## Exercise goal
Copy out the records verbatim, starting at the line that contains "Would you be able to point out the horizontal" and ending at the last line of the records.

## Data extract
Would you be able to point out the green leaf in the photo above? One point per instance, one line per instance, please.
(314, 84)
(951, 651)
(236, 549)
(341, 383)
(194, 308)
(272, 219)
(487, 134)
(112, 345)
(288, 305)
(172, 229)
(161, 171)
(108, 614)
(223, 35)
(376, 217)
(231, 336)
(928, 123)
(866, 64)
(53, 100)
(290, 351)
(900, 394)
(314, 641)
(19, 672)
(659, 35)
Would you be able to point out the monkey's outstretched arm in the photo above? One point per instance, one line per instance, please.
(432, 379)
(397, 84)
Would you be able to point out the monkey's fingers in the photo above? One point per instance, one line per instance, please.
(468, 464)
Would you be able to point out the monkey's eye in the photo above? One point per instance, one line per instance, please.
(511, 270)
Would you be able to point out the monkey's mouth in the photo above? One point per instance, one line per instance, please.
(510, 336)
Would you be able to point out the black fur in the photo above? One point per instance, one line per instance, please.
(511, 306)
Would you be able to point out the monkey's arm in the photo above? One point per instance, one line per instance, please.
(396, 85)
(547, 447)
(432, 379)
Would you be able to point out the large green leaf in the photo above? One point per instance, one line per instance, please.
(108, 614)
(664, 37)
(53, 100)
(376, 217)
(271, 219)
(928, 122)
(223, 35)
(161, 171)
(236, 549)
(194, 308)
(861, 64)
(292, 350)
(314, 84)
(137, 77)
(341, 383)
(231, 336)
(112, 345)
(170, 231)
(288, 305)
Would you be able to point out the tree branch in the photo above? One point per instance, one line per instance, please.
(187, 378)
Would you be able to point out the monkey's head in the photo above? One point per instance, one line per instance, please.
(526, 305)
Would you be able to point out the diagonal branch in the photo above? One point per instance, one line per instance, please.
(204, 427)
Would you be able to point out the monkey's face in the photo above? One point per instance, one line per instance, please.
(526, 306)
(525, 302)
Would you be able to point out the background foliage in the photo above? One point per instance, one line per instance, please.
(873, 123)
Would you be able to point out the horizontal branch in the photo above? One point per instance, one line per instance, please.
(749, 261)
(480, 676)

## Problem solution
Would you be able to point out the horizontal branch in the photo above? One point per instance, one line per instance, please.
(749, 261)
(480, 676)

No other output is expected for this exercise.